● **Data entries**:
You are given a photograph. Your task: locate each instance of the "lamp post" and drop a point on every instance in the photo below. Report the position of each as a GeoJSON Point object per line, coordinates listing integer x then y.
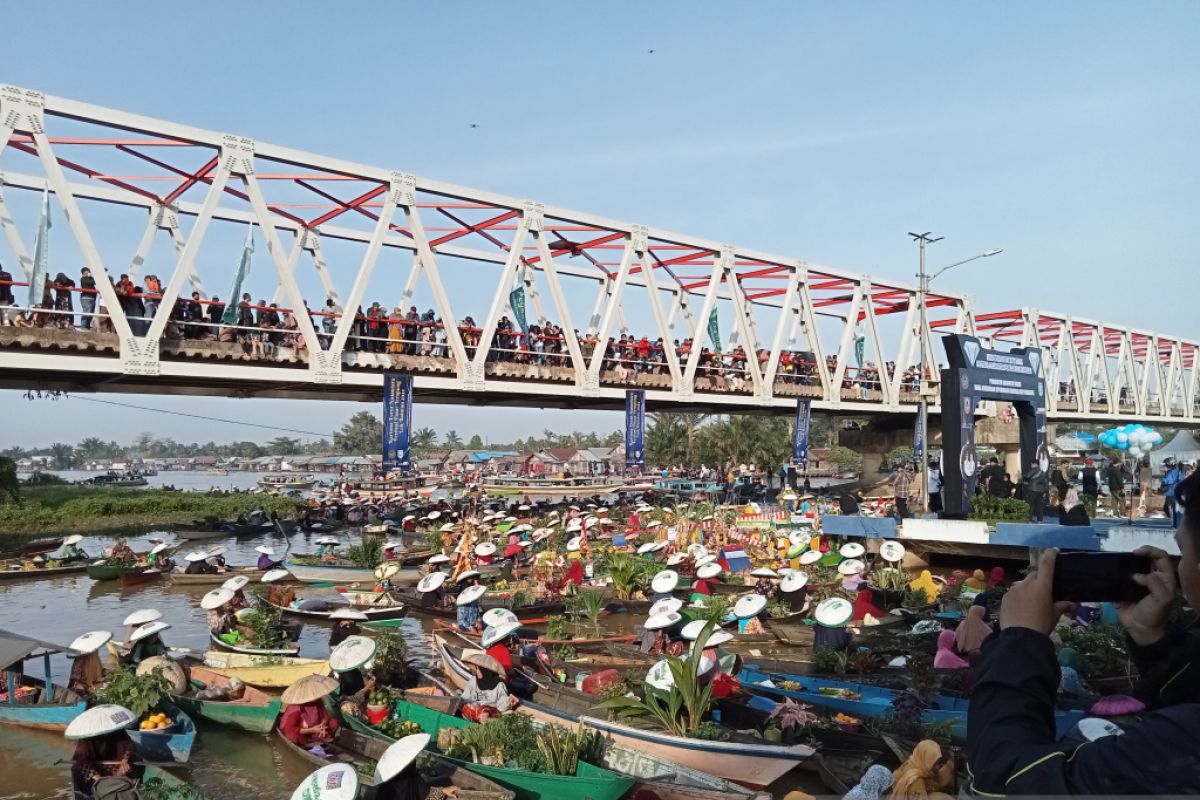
{"type": "Point", "coordinates": [923, 338]}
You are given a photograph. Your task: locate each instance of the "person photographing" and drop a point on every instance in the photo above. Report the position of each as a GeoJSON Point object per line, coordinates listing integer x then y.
{"type": "Point", "coordinates": [1011, 732]}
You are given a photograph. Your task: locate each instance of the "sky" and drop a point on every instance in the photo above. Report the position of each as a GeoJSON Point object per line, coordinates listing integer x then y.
{"type": "Point", "coordinates": [1063, 133]}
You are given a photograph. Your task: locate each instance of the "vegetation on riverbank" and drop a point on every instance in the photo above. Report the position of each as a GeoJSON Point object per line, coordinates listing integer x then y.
{"type": "Point", "coordinates": [84, 509]}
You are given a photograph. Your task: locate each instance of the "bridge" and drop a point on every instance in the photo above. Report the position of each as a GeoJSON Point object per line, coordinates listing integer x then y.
{"type": "Point", "coordinates": [523, 304]}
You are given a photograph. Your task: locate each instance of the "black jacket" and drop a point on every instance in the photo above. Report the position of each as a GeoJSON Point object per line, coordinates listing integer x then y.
{"type": "Point", "coordinates": [1011, 732]}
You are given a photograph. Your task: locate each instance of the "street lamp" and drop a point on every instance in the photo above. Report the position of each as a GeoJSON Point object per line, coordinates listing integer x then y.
{"type": "Point", "coordinates": [923, 338]}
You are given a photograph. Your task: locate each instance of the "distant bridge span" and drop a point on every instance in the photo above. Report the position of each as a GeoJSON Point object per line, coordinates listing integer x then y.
{"type": "Point", "coordinates": [791, 329]}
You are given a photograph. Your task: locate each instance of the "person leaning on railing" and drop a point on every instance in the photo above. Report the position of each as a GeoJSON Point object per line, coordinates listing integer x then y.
{"type": "Point", "coordinates": [1011, 728]}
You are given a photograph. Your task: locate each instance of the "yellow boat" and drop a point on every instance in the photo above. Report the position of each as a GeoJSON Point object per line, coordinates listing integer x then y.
{"type": "Point", "coordinates": [264, 672]}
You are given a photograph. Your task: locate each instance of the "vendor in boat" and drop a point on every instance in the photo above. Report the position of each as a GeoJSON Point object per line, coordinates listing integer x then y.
{"type": "Point", "coordinates": [267, 559]}
{"type": "Point", "coordinates": [468, 611]}
{"type": "Point", "coordinates": [486, 695]}
{"type": "Point", "coordinates": [145, 642]}
{"type": "Point", "coordinates": [103, 750]}
{"type": "Point", "coordinates": [346, 624]}
{"type": "Point", "coordinates": [305, 721]}
{"type": "Point", "coordinates": [87, 671]}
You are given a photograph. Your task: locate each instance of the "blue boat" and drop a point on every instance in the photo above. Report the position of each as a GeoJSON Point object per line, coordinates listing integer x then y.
{"type": "Point", "coordinates": [875, 701]}
{"type": "Point", "coordinates": [172, 745]}
{"type": "Point", "coordinates": [34, 705]}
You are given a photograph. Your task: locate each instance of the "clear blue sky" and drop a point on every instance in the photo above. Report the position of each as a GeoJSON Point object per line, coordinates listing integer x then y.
{"type": "Point", "coordinates": [1065, 133]}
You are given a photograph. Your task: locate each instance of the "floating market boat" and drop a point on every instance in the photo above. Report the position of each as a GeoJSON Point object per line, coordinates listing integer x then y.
{"type": "Point", "coordinates": [289, 650]}
{"type": "Point", "coordinates": [589, 782]}
{"type": "Point", "coordinates": [364, 751]}
{"type": "Point", "coordinates": [750, 762]}
{"type": "Point", "coordinates": [31, 705]}
{"type": "Point", "coordinates": [173, 744]}
{"type": "Point", "coordinates": [864, 701]}
{"type": "Point", "coordinates": [255, 710]}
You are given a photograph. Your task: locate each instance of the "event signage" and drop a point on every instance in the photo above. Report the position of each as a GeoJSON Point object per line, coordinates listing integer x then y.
{"type": "Point", "coordinates": [635, 428]}
{"type": "Point", "coordinates": [801, 432]}
{"type": "Point", "coordinates": [397, 421]}
{"type": "Point", "coordinates": [979, 373]}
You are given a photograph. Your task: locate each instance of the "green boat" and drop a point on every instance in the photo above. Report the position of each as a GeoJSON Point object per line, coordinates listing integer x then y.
{"type": "Point", "coordinates": [106, 571]}
{"type": "Point", "coordinates": [589, 782]}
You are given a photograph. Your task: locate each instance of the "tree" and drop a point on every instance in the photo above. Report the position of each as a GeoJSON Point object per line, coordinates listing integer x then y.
{"type": "Point", "coordinates": [283, 446]}
{"type": "Point", "coordinates": [63, 455]}
{"type": "Point", "coordinates": [361, 435]}
{"type": "Point", "coordinates": [423, 441]}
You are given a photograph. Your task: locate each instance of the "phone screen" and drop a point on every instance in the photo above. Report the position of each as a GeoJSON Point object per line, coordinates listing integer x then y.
{"type": "Point", "coordinates": [1099, 577]}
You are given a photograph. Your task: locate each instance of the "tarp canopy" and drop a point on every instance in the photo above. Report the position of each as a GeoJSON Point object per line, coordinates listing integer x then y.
{"type": "Point", "coordinates": [15, 647]}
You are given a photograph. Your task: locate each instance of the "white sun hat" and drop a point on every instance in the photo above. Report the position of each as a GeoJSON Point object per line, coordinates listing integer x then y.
{"type": "Point", "coordinates": [149, 629]}
{"type": "Point", "coordinates": [852, 549]}
{"type": "Point", "coordinates": [666, 606]}
{"type": "Point", "coordinates": [659, 621]}
{"type": "Point", "coordinates": [498, 632]}
{"type": "Point", "coordinates": [665, 582]}
{"type": "Point", "coordinates": [91, 642]}
{"type": "Point", "coordinates": [399, 756]}
{"type": "Point", "coordinates": [496, 617]}
{"type": "Point", "coordinates": [471, 594]}
{"type": "Point", "coordinates": [348, 613]}
{"type": "Point", "coordinates": [793, 581]}
{"type": "Point", "coordinates": [330, 782]}
{"type": "Point", "coordinates": [353, 653]}
{"type": "Point", "coordinates": [100, 720]}
{"type": "Point", "coordinates": [749, 606]}
{"type": "Point", "coordinates": [216, 599]}
{"type": "Point", "coordinates": [717, 637]}
{"type": "Point", "coordinates": [432, 582]}
{"type": "Point", "coordinates": [851, 566]}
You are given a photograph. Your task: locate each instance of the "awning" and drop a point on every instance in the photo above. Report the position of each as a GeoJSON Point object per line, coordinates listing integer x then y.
{"type": "Point", "coordinates": [15, 647]}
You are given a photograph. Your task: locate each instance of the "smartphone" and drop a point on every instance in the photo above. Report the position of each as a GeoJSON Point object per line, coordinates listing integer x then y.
{"type": "Point", "coordinates": [1099, 577]}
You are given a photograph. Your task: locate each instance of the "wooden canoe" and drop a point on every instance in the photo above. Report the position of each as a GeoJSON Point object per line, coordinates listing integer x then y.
{"type": "Point", "coordinates": [357, 749]}
{"type": "Point", "coordinates": [255, 711]}
{"type": "Point", "coordinates": [35, 710]}
{"type": "Point", "coordinates": [172, 745]}
{"type": "Point", "coordinates": [289, 650]}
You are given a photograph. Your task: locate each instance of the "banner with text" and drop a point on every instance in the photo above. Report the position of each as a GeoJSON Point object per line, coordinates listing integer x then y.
{"type": "Point", "coordinates": [635, 427]}
{"type": "Point", "coordinates": [801, 434]}
{"type": "Point", "coordinates": [397, 420]}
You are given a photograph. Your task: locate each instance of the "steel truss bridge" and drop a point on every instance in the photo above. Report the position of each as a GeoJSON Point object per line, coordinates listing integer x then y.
{"type": "Point", "coordinates": [795, 329]}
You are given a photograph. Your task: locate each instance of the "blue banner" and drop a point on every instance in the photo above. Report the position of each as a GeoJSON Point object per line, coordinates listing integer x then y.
{"type": "Point", "coordinates": [801, 434]}
{"type": "Point", "coordinates": [635, 427]}
{"type": "Point", "coordinates": [397, 421]}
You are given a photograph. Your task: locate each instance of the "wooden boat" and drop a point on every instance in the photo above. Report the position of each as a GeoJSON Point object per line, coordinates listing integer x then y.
{"type": "Point", "coordinates": [255, 711]}
{"type": "Point", "coordinates": [353, 747]}
{"type": "Point", "coordinates": [102, 570]}
{"type": "Point", "coordinates": [172, 745]}
{"type": "Point", "coordinates": [382, 608]}
{"type": "Point", "coordinates": [217, 578]}
{"type": "Point", "coordinates": [262, 672]}
{"type": "Point", "coordinates": [345, 573]}
{"type": "Point", "coordinates": [589, 782]}
{"type": "Point", "coordinates": [750, 762]}
{"type": "Point", "coordinates": [873, 702]}
{"type": "Point", "coordinates": [12, 570]}
{"type": "Point", "coordinates": [438, 625]}
{"type": "Point", "coordinates": [291, 650]}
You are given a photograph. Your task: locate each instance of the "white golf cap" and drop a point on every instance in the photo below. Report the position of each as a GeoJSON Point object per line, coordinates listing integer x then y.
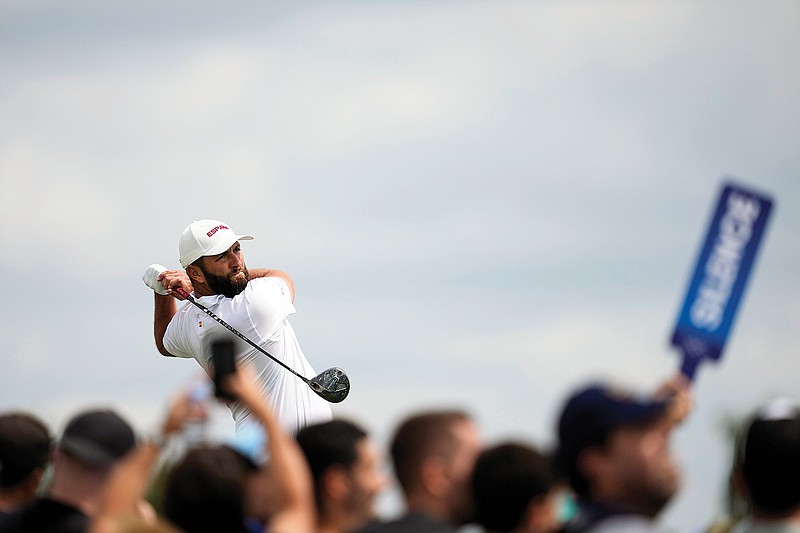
{"type": "Point", "coordinates": [206, 237]}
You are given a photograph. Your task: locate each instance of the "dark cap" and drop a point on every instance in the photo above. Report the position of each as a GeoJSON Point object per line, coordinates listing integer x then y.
{"type": "Point", "coordinates": [593, 412]}
{"type": "Point", "coordinates": [97, 437]}
{"type": "Point", "coordinates": [770, 458]}
{"type": "Point", "coordinates": [24, 446]}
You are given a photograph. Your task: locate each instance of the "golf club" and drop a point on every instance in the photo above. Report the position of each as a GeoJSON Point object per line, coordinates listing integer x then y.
{"type": "Point", "coordinates": [332, 385]}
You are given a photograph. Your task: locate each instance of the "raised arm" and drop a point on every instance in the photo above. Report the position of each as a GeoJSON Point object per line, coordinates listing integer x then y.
{"type": "Point", "coordinates": [296, 512]}
{"type": "Point", "coordinates": [164, 285]}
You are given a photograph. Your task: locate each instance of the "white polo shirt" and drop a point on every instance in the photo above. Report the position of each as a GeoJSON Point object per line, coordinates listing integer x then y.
{"type": "Point", "coordinates": [260, 313]}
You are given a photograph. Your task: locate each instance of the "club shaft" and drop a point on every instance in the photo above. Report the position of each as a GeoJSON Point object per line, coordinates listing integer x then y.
{"type": "Point", "coordinates": [233, 330]}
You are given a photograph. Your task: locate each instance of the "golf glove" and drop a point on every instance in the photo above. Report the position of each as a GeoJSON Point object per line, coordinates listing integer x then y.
{"type": "Point", "coordinates": [150, 278]}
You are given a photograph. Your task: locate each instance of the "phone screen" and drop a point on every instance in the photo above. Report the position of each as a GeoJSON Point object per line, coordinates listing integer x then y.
{"type": "Point", "coordinates": [222, 359]}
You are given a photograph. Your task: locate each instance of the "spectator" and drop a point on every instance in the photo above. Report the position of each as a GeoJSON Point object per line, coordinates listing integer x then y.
{"type": "Point", "coordinates": [345, 466]}
{"type": "Point", "coordinates": [614, 449]}
{"type": "Point", "coordinates": [208, 491]}
{"type": "Point", "coordinates": [769, 469]}
{"type": "Point", "coordinates": [515, 490]}
{"type": "Point", "coordinates": [93, 442]}
{"type": "Point", "coordinates": [433, 454]}
{"type": "Point", "coordinates": [25, 444]}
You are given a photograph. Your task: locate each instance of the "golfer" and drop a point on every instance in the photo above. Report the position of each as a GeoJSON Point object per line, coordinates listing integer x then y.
{"type": "Point", "coordinates": [256, 302]}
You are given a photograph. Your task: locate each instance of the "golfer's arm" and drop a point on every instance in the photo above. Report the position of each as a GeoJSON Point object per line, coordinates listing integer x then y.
{"type": "Point", "coordinates": [273, 273]}
{"type": "Point", "coordinates": [165, 309]}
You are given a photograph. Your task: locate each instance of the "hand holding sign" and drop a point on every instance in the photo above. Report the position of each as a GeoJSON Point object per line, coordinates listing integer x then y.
{"type": "Point", "coordinates": [720, 275]}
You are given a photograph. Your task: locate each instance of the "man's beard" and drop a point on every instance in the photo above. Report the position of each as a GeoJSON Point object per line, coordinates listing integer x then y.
{"type": "Point", "coordinates": [226, 286]}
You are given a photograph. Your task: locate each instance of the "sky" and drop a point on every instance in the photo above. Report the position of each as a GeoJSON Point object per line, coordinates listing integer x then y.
{"type": "Point", "coordinates": [482, 204]}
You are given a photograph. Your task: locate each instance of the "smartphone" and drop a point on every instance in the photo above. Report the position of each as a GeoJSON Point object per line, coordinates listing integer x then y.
{"type": "Point", "coordinates": [224, 364]}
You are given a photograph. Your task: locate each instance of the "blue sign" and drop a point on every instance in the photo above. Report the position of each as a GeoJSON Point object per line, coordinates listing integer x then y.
{"type": "Point", "coordinates": [720, 275]}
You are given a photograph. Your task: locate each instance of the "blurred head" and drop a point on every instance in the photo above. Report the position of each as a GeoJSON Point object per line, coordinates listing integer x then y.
{"type": "Point", "coordinates": [770, 462]}
{"type": "Point", "coordinates": [433, 454]}
{"type": "Point", "coordinates": [614, 447]}
{"type": "Point", "coordinates": [25, 444]}
{"type": "Point", "coordinates": [345, 465]}
{"type": "Point", "coordinates": [205, 492]}
{"type": "Point", "coordinates": [97, 438]}
{"type": "Point", "coordinates": [514, 489]}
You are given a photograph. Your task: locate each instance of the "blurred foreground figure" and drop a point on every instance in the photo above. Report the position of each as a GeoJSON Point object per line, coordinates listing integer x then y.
{"type": "Point", "coordinates": [215, 489]}
{"type": "Point", "coordinates": [92, 444]}
{"type": "Point", "coordinates": [515, 490]}
{"type": "Point", "coordinates": [769, 469]}
{"type": "Point", "coordinates": [345, 465]}
{"type": "Point", "coordinates": [433, 454]}
{"type": "Point", "coordinates": [614, 449]}
{"type": "Point", "coordinates": [25, 444]}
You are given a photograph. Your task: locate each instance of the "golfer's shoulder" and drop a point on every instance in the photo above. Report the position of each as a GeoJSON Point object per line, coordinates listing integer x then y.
{"type": "Point", "coordinates": [275, 285]}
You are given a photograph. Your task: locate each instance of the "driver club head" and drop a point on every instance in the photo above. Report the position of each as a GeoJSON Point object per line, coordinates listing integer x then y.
{"type": "Point", "coordinates": [332, 385]}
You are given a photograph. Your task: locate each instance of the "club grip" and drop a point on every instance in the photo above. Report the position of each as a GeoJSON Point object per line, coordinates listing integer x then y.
{"type": "Point", "coordinates": [181, 292]}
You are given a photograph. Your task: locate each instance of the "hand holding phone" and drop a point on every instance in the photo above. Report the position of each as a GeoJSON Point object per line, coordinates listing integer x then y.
{"type": "Point", "coordinates": [224, 363]}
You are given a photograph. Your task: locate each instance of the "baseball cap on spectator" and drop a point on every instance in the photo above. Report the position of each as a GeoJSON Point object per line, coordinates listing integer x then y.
{"type": "Point", "coordinates": [206, 237]}
{"type": "Point", "coordinates": [593, 412]}
{"type": "Point", "coordinates": [97, 437]}
{"type": "Point", "coordinates": [770, 460]}
{"type": "Point", "coordinates": [25, 444]}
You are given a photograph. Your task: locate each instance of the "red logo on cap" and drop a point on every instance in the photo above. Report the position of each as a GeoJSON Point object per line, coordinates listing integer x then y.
{"type": "Point", "coordinates": [213, 231]}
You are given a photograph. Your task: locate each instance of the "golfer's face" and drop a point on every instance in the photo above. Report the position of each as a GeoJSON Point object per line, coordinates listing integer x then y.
{"type": "Point", "coordinates": [229, 264]}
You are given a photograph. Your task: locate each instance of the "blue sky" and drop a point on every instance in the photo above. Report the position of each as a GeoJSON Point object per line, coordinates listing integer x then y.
{"type": "Point", "coordinates": [482, 204]}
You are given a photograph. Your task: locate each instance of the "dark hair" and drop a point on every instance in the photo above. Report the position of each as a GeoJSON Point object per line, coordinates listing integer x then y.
{"type": "Point", "coordinates": [205, 492]}
{"type": "Point", "coordinates": [25, 445]}
{"type": "Point", "coordinates": [329, 443]}
{"type": "Point", "coordinates": [422, 436]}
{"type": "Point", "coordinates": [771, 464]}
{"type": "Point", "coordinates": [505, 480]}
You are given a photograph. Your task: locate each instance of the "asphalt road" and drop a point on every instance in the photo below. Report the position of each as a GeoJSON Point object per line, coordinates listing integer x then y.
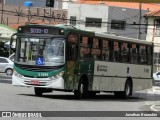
{"type": "Point", "coordinates": [23, 99]}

● **Stated task**: Identify each line in the listing above that contains the string "holding", and copy every such line in full.

● **Reply to the exercise**:
You are given a photograph. Your task: locate each instance of the "hand holding sign" and drop a point on every instance in the photo above. Report the position of each as a GeoJSON Point object per line, coordinates listing integer x then y.
You are given a photograph. Your task: locate each instance of the "hand holding phone" and drop a point on every instance in the photo above. Report the position of each as a GeoJSON Point object per line, coordinates listing integer x then y.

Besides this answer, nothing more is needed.